### [YOUR OBJECTIVE]
Please set down each of the lines below once more, exactly, omitting all pictures.

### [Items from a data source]
╔══

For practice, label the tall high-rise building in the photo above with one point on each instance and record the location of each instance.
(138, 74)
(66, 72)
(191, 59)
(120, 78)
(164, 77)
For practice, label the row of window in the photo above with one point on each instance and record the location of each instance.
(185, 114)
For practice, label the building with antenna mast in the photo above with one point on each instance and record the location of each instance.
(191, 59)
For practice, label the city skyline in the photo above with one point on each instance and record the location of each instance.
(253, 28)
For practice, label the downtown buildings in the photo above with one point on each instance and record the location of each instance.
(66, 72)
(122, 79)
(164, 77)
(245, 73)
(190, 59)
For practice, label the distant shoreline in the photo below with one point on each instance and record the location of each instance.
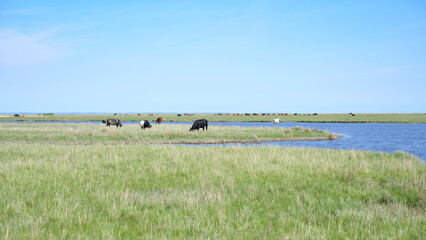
(230, 117)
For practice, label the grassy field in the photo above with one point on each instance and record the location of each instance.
(87, 133)
(75, 184)
(358, 118)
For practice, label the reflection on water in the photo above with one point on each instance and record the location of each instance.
(385, 137)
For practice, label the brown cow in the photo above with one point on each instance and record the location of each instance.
(159, 120)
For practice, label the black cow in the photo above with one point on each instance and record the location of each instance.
(145, 124)
(112, 121)
(200, 123)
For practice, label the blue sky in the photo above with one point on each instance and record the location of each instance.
(213, 56)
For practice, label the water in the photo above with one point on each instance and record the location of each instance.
(384, 137)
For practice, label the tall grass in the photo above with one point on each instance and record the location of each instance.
(58, 191)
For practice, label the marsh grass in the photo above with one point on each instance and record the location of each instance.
(69, 133)
(58, 191)
(358, 118)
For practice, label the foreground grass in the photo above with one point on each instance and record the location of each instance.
(68, 133)
(358, 118)
(52, 191)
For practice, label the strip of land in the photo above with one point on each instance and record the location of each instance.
(233, 117)
(86, 133)
(59, 191)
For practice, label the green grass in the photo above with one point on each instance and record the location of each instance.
(68, 133)
(139, 191)
(75, 184)
(358, 118)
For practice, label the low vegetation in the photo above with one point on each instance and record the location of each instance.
(88, 181)
(353, 118)
(73, 133)
(50, 191)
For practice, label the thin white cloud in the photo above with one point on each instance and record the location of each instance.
(18, 48)
(394, 69)
(20, 11)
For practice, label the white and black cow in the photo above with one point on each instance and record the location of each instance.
(145, 124)
(200, 123)
(112, 121)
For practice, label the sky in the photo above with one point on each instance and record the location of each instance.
(213, 56)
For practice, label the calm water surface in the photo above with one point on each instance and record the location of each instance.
(384, 137)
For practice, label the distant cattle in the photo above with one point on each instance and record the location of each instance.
(145, 124)
(159, 120)
(200, 123)
(112, 121)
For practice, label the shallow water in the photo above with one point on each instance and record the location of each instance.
(384, 137)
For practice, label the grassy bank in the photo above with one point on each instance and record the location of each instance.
(357, 118)
(58, 191)
(69, 133)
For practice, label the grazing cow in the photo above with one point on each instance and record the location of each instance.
(159, 120)
(200, 123)
(145, 124)
(112, 121)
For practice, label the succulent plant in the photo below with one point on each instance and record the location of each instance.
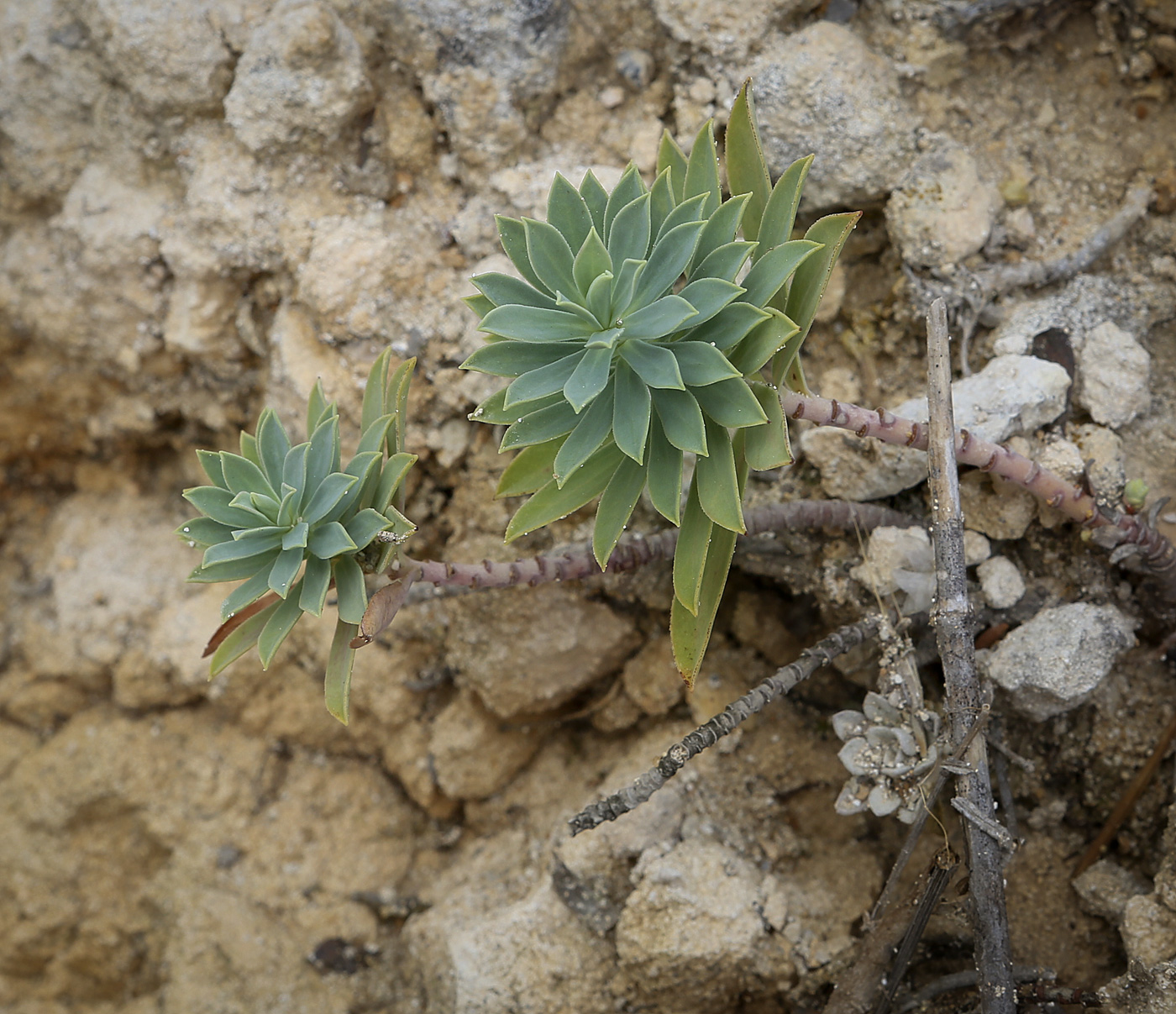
(643, 328)
(291, 523)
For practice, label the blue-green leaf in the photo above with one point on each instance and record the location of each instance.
(514, 243)
(279, 626)
(553, 502)
(631, 412)
(629, 235)
(591, 431)
(503, 290)
(617, 503)
(315, 582)
(285, 570)
(535, 323)
(681, 419)
(654, 364)
(731, 402)
(664, 473)
(543, 381)
(590, 378)
(329, 540)
(349, 586)
(701, 364)
(717, 481)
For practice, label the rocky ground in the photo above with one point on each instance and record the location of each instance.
(205, 206)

╚══

### [RESULT OF THIS EXERCISE]
For practice, label the tall high-rise building in the photo above with one point on each instance and record the location of each instance.
(138, 74)
(66, 72)
(191, 59)
(120, 78)
(164, 77)
For practice, label the row of window in the photo above with one point on each instance and record the location of each instance.
(185, 114)
For practice, label the building with antenna mast in the photo above with one point on each instance and record the location of each instance.
(191, 59)
For practice, label the city skyline in the photo above with one point on each instance and record the location of each instance.
(253, 28)
For practice, label the downtown buildings in the photo above with one point on each instance and record the location of each instance.
(66, 72)
(122, 79)
(164, 77)
(245, 73)
(190, 59)
For practice, label the distant shoreline in the photo below with one point on each instance and record the location of each instance.
(230, 117)
For practice, label the grassy field in the photo above with one point on each instance and record the location of each instance.
(87, 133)
(75, 184)
(358, 118)
For practice, label the reflection on water in the photo above with one point on each instance and record the location of each instance.
(385, 137)
For practice, label the brown cow in the photo above with one point on each instance and record the location of each instance.
(159, 120)
For practice, label the black cow in the photo above with one point on each instance and record the location of each instance.
(145, 124)
(112, 121)
(200, 123)
For practice, label the blue sky in the photo above with one point on each instance and record the location of each instance.
(213, 56)
For practice, label the water in the photo above with one point on each instance and record the location of each instance.
(384, 137)
For practice, label the tall grass in the photo above with one point on each instance and record the location of each instance.
(58, 191)
For practice, label the marsh grass in the photo above with one point on each instance and record the location of each instance.
(69, 133)
(58, 191)
(358, 118)
For practice, label the foreground grass in the photo above with one point on each instance and record the location of each instance.
(68, 133)
(358, 118)
(52, 191)
For practice, label the strip of land in the photo above with one point on each instance and record the location of each instance.
(233, 117)
(86, 133)
(59, 191)
For practice, label the green grass in the photo above with one point on each instance and record the location of each instance.
(68, 133)
(139, 191)
(75, 184)
(358, 118)
For practice, label the low vegetation in the photo above with one point on each instance and record the location of each instance.
(88, 181)
(353, 118)
(73, 133)
(50, 191)
For practice, label the thin white cloud in the photo above with one point on each instance and record the location of each instance.
(18, 48)
(394, 69)
(20, 11)
For practice, label the white and black cow in the photo above with one point on each instance and record the location of each instance.
(145, 124)
(200, 123)
(112, 121)
For practice, label the sky in the photo above with one point on each instance and record the location of each instance.
(213, 56)
For practice, label the calm water surface in the photo above with one point on each instance and record the location of each instance.
(384, 137)
For practice, label the distant cattle in the photo above with one point on each instance and record the location of each instance.
(145, 124)
(159, 120)
(200, 123)
(112, 121)
For practice, label the shallow water in the photo above with one point on each instance and record the location of each instance.
(384, 137)
For practice, label the grassy bank in the photo above with one point on each instance and record the location of each instance.
(357, 118)
(58, 191)
(69, 133)
For practice, label the grazing cow in the photo above with one point on each instance and record the location of each instance.
(159, 120)
(200, 123)
(145, 124)
(112, 121)
For practice, label the succulent plant in the photo below with one point on each instance and record the location of each instance.
(643, 328)
(291, 523)
For practice, label the blue-green leaf in the photo above with one point on each instance and record the location of each instance.
(514, 243)
(279, 626)
(553, 502)
(631, 412)
(629, 235)
(591, 431)
(503, 290)
(617, 503)
(315, 582)
(285, 570)
(535, 323)
(681, 419)
(654, 364)
(731, 402)
(664, 473)
(543, 381)
(590, 378)
(329, 540)
(349, 586)
(701, 364)
(717, 481)
For practice, label the rocky ground in the photo above with one point on each instance and record the location of each instance.
(205, 206)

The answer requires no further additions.